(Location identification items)
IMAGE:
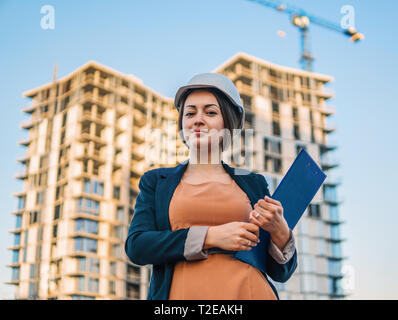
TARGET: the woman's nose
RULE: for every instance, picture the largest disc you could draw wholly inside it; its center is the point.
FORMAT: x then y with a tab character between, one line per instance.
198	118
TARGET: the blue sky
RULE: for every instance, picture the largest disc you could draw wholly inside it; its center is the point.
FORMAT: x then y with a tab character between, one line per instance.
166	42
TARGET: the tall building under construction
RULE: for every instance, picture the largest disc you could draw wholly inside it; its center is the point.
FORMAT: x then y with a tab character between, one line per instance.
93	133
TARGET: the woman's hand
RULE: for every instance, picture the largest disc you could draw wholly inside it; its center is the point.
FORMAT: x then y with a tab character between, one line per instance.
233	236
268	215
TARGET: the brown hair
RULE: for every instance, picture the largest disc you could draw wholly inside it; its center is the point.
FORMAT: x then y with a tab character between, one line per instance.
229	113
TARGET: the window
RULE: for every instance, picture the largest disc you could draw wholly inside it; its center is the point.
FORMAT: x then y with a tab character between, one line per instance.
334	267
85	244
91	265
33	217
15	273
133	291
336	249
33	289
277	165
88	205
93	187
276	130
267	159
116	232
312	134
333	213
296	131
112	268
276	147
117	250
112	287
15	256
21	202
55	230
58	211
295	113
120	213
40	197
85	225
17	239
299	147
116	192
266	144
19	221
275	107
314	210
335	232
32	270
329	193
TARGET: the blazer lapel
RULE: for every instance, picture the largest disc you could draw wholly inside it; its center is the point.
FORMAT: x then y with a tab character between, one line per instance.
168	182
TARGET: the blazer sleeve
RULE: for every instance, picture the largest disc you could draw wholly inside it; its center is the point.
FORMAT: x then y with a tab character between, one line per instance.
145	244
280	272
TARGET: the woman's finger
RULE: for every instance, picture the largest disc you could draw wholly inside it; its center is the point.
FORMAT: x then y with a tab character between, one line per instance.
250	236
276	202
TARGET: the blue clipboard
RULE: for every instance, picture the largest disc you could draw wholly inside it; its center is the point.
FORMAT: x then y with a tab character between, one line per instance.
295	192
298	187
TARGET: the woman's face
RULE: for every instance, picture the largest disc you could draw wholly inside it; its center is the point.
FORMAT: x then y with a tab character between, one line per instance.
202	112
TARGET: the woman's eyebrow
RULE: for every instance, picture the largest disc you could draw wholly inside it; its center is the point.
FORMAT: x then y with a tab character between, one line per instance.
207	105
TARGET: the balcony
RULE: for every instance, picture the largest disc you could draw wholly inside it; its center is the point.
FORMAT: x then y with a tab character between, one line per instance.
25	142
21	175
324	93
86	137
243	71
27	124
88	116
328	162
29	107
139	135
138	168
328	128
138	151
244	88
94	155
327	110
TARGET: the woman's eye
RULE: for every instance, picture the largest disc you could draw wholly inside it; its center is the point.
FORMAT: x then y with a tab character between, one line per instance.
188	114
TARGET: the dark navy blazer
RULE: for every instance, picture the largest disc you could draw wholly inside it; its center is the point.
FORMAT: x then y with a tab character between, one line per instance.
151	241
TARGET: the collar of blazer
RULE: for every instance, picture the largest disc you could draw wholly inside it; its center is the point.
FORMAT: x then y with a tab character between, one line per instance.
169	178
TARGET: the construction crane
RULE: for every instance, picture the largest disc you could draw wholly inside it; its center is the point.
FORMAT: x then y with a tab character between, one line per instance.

...

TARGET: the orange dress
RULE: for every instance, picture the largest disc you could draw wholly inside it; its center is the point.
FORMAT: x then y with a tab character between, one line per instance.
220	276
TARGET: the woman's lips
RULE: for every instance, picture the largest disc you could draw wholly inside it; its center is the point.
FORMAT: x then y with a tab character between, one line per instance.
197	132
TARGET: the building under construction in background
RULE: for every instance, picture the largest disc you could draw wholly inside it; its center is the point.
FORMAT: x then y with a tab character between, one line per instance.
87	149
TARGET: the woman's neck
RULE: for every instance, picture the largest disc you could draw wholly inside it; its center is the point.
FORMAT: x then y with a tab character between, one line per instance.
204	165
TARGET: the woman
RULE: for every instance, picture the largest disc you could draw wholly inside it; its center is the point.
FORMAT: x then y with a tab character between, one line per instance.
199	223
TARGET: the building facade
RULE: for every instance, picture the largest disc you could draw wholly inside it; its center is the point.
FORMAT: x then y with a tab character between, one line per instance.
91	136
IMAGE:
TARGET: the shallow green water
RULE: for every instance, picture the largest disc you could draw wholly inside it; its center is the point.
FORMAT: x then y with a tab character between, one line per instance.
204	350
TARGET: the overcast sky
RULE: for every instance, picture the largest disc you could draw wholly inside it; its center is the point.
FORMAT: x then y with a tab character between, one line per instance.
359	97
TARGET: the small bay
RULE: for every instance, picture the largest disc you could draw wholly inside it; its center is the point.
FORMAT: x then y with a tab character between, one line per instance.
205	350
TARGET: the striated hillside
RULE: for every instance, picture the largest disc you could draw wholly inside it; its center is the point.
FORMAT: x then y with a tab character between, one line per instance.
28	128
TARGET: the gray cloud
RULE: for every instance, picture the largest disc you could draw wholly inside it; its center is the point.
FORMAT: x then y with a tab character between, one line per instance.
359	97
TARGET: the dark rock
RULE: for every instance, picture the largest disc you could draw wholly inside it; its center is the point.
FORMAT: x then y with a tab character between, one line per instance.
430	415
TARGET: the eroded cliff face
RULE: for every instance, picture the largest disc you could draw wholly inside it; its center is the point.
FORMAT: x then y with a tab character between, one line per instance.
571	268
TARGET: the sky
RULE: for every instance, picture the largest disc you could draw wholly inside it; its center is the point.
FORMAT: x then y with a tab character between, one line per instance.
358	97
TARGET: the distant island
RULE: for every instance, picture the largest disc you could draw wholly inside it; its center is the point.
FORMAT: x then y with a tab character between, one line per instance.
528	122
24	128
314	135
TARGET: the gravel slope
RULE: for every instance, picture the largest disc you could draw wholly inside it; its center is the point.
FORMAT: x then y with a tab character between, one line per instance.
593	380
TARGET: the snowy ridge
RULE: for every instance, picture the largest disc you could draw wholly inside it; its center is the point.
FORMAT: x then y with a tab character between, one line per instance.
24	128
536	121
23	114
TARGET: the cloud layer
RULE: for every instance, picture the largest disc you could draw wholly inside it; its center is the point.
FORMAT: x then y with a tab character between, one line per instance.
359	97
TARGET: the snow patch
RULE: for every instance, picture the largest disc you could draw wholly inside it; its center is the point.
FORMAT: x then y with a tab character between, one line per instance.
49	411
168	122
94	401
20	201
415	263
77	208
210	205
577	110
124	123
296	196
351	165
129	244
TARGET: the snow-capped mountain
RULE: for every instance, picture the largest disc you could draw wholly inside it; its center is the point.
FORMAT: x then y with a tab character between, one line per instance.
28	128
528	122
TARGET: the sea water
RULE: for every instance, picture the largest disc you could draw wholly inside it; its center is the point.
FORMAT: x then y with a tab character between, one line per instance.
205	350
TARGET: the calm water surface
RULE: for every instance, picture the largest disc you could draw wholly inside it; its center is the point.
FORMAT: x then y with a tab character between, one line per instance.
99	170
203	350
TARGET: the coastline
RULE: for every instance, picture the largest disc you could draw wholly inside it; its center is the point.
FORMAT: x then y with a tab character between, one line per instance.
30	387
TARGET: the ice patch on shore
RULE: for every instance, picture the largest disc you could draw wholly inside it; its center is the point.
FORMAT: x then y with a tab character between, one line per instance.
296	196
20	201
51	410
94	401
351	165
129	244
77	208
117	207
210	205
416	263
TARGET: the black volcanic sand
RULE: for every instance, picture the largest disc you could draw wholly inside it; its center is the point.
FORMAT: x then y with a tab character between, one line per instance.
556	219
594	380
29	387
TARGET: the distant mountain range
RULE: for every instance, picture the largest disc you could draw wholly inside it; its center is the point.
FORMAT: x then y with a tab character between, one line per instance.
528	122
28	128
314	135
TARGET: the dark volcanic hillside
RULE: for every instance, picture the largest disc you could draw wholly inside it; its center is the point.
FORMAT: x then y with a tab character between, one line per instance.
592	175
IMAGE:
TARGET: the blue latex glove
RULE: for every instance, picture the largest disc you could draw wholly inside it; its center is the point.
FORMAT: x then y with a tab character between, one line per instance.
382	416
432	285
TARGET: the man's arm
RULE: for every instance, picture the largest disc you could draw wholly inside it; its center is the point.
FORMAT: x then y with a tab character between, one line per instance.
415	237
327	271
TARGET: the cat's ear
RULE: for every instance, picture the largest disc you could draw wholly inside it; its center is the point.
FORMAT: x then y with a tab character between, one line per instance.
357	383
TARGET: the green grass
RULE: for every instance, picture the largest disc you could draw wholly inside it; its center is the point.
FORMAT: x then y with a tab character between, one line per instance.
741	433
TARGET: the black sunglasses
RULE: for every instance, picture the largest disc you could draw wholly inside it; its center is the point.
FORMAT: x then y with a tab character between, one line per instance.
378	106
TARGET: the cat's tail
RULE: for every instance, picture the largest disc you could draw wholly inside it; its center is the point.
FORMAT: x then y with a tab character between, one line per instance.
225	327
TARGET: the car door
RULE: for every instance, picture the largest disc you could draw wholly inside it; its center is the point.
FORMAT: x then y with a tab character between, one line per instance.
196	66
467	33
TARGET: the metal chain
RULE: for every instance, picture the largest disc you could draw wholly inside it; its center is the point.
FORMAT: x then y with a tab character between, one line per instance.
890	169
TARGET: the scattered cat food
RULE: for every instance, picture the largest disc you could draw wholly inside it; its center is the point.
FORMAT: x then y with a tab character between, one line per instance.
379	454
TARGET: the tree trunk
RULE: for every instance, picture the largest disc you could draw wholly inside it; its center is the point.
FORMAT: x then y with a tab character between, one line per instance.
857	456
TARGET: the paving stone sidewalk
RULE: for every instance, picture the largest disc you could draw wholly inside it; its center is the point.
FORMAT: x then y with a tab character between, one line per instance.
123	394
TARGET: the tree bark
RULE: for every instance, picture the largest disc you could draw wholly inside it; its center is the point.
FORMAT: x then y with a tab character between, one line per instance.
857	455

==

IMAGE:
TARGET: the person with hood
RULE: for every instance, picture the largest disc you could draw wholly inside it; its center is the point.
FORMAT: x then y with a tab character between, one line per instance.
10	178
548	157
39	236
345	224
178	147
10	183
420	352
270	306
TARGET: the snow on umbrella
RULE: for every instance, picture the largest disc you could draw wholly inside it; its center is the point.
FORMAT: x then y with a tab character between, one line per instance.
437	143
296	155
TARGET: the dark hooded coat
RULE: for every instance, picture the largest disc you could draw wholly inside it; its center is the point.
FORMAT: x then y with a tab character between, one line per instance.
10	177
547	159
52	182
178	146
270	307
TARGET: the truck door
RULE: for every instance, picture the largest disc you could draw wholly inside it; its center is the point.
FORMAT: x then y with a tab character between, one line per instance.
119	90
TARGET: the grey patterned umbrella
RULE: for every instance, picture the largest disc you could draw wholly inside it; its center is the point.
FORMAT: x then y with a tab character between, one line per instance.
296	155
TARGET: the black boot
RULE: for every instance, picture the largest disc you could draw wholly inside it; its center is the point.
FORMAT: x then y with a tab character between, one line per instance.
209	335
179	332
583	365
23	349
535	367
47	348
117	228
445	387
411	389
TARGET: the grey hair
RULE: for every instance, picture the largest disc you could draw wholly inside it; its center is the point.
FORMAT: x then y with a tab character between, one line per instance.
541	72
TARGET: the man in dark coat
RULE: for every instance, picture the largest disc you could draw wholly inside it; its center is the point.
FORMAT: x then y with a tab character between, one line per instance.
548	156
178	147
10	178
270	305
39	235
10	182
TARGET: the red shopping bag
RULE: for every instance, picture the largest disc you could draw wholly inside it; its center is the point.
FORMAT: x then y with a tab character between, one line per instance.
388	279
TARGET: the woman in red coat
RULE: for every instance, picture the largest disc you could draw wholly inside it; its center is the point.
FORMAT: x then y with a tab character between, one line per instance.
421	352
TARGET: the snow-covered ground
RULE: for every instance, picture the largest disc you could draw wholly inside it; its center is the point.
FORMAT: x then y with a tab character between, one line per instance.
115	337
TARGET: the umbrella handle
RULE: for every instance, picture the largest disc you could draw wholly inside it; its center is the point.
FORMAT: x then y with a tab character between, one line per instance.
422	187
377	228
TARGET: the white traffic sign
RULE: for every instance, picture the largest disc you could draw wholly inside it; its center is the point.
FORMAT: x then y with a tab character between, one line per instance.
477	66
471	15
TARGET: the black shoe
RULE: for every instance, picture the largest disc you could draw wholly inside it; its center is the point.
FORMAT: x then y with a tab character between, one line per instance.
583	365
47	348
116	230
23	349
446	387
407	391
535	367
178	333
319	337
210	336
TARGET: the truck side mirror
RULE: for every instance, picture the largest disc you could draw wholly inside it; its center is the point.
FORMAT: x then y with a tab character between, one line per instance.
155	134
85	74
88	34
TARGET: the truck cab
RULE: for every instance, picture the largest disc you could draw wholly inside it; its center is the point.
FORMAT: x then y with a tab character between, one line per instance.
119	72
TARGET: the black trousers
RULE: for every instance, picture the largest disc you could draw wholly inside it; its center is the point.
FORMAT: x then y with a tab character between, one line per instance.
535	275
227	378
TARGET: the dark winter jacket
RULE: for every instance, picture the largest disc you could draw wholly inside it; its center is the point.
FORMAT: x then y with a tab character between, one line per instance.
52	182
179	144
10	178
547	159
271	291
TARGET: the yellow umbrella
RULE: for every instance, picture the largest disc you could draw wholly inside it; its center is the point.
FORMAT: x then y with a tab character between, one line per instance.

• Stated exercise
Which lines in the items above contain the word "under"? Select every such line and copy it, matching case exactly.

• Expected answer
TARGET: the tall building under construction
TARGET: the building under construction in background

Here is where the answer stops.